**问题:**
把这篇题解中“3）n为奇数时（n与2互素）”与“while(cin>>n)”之间的文字（首尾包括在内）重新写出，并将其中的“费尔马定理”换成“费马小定理”。

**阅读材料:**
----------

HDU 1395

讲解转载自：杭电Discuss

1）当n为1，无解。

2）n为偶数2^x显然为偶数，而1为奇数，2^n和1不可能关于n同余，x无解。

3）n为奇数时（n与2互素），由费尔马定理知当x=n-1为一解（但不一定是最小），此时暴力即可。值得注意的是，暴力时为了减小运算量，可以先取摸，再乘2，即代码中的i=(i%n)*2。否则会TLE。

代码（G++）:

#include <cstdlib>
#include <iostream>

using namespace std;

int main(int argc, char *argv[])
{
int n,x,t;
while(cin>>n)
{
if(0==n%2||1==n)  cout<<"2^? mod "<<n<<" = 1"<<endl;
else{
t=2;
for(x=1;x<50000;x++)
{
if(1==t%n)
{
cout<<"2^"<<x<<" mod "<<n<<" = 1"<<endl;
break;
}else t=t%n*2;
}
}
}
system("PAUSE");
return EXIT_SUCCESS;
}

附上原题：

2^x mod n = 1

Time Limit: 2000/1000 MS (Java/Others) Memory Limit: 65536/32768 K (Java/Others)



Problem Description

Give a number n, find the minimum x(x>0) that satisfies 2^x mod n = 1.

Input

One positive integer on each line, the value of n.

Output

If the minimum x exists, print a line with 2^x mod n = 1.

Print 2^? mod n = 1 otherwise.

You should replace x and n with specific numbers.

Sample Input

2
5

Sample Output

2^? mod 2 = 1
2^4 mod 5 = 1

----------

**记录清单:**
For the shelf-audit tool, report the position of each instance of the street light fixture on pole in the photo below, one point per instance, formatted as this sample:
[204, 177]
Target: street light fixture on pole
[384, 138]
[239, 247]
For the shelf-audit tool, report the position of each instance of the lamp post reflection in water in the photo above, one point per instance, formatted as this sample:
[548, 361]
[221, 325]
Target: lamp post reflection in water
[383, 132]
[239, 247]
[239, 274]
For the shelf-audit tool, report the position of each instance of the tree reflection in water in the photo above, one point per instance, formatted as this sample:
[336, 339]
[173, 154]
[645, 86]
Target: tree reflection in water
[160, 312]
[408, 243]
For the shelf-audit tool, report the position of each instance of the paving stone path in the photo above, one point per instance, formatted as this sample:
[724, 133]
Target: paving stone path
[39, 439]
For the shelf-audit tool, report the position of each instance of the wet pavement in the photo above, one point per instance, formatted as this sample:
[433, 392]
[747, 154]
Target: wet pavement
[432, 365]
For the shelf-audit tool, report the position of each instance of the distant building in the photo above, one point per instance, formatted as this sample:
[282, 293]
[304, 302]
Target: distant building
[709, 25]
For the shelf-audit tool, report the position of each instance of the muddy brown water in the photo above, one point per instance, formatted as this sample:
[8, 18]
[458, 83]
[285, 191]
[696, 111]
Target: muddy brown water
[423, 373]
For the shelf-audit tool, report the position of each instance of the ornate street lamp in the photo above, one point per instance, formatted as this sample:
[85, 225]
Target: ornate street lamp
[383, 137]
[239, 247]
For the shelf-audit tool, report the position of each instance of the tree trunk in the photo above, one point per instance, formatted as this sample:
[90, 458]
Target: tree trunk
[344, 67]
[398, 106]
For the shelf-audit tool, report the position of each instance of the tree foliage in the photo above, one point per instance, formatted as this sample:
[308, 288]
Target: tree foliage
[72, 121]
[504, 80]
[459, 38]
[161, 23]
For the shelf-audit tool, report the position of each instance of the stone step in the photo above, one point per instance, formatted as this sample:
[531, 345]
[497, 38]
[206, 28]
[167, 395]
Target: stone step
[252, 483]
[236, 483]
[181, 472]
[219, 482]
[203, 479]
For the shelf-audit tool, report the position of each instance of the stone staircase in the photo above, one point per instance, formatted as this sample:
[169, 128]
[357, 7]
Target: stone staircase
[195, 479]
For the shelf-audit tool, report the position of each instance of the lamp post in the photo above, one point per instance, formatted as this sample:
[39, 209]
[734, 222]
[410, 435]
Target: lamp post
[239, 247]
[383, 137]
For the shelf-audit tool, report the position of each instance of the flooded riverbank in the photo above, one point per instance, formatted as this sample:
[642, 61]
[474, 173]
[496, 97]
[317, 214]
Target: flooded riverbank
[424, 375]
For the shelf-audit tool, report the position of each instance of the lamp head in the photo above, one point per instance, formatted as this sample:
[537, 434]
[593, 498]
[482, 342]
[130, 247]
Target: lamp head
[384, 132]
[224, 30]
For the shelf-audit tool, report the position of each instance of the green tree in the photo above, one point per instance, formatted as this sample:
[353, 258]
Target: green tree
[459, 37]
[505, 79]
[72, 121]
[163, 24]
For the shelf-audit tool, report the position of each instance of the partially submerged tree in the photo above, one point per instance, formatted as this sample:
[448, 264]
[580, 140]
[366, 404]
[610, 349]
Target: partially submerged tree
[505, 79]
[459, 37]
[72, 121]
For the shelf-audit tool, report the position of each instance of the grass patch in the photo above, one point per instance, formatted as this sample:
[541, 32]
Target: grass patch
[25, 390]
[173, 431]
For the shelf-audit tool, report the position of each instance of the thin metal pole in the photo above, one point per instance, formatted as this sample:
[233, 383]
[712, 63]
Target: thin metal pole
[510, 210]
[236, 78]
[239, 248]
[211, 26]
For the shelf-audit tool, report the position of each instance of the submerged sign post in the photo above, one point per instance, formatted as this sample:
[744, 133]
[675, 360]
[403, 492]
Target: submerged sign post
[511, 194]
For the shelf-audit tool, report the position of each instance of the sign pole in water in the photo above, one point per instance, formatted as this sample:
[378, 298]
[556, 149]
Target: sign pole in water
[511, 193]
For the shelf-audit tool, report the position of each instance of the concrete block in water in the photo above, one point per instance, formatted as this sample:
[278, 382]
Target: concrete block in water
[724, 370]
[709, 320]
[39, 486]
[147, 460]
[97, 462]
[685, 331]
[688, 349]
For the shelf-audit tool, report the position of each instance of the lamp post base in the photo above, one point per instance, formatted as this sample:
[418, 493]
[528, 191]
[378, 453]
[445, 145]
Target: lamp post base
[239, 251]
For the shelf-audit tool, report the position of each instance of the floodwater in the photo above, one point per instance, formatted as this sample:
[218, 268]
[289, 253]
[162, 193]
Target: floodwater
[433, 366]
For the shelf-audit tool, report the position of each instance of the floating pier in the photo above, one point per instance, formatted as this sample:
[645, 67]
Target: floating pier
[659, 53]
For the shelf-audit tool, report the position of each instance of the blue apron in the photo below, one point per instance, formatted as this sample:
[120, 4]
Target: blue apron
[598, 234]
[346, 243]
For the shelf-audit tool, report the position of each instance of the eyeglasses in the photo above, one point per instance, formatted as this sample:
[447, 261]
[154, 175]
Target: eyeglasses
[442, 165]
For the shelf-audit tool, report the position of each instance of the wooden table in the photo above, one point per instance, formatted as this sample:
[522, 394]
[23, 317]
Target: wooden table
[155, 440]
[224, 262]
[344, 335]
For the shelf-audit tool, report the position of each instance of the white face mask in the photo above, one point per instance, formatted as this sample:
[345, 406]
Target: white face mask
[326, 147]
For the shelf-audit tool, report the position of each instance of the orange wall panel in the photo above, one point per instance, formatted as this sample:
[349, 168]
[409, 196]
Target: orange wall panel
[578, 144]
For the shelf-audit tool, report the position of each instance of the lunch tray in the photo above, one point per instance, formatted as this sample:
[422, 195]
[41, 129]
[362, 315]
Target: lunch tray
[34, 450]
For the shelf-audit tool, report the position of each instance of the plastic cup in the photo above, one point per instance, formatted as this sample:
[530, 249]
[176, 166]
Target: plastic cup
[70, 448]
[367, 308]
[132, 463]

----------

**解答:**
3）n为奇数时（n与2互素），由费马小定理知当x=n-1为一解（但不一定是最小），此时暴力即可。值得注意的是，暴力时为了减小运算量，可以先取摸，再乘2，即代码中的i=(i%n)*2。否则会TLE。

代码（G++）:

#include <cstdlib>
#include <iostream>

using namespace std;

int main(int argc, char *argv[])
{
int n,x,t;
while(cin>>n)